Do this → Copy out every one of the entries below with their requests, scaling each x and y coordinate in the answers by 1.75 and rounding to whole numbers, halves up. Omit the pictures from your answer.

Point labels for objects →
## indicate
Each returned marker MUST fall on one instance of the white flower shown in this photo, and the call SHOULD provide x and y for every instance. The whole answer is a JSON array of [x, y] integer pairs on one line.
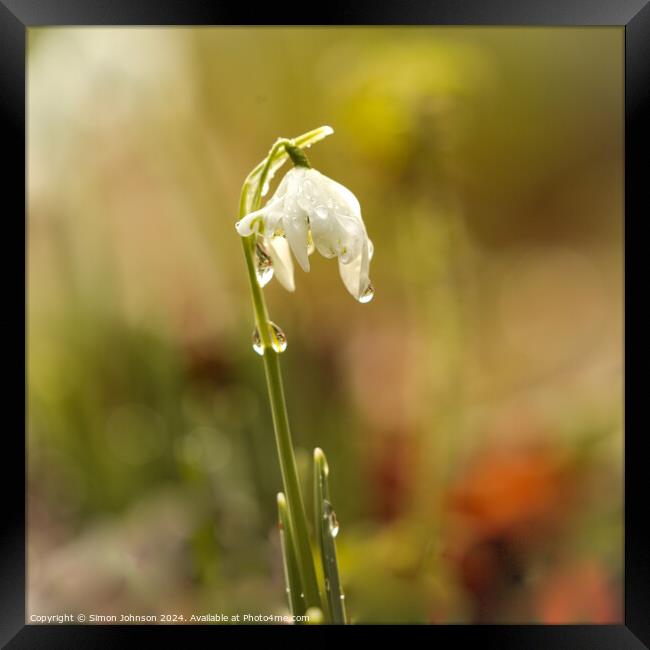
[[307, 211]]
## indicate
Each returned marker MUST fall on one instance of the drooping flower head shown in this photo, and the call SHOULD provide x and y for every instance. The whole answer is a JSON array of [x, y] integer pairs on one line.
[[308, 212]]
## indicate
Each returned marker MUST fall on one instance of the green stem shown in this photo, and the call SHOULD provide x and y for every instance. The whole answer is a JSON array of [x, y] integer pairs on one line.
[[283, 441]]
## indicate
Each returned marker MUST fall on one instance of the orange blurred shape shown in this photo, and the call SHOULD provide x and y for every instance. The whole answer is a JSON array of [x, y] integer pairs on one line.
[[579, 594], [508, 488]]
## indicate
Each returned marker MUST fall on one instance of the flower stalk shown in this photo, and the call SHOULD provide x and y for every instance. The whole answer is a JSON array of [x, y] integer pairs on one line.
[[288, 468], [307, 212]]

Response below →
## indicate
Each returned marker MUST fall on one instance of the white flower shown in this photo, and the call SHOULD provide x and y for every instance. The whole answer is a JSON array of [x, y] integer pairs on one line.
[[537, 369]]
## indicate
Each returned marker MUST fall on one instance of the drooping flower head shown in this photo, and the call SHOULD provide x and y for every instance. The whole answer is a JSON array of [x, y] integer pairs on one line.
[[539, 371]]
## indicate
Each returned marker MUST fall on one instance of the green stem shown in this photo, and the call SHOULD provide x and y for every instance. The whole answer is a JSON array of [x, y] integer pairs on one line.
[[495, 772]]
## indicate
Each returned marker MUST fall on one instance of the orange blurred shape shown in this photo, and the call SHOULD provide x and y for every instance. The whole answer is a JSON array of [x, y] integer pairs on one line.
[[1013, 1040], [889, 854]]
## indicate
Each returned marker MUST fall on one instance of the flower stalk shown in this photo, and the call SHOULD provide x and y for every instance. The whole answer is a JSON array of [x, y] integer pairs on one line.
[[504, 819], [537, 371]]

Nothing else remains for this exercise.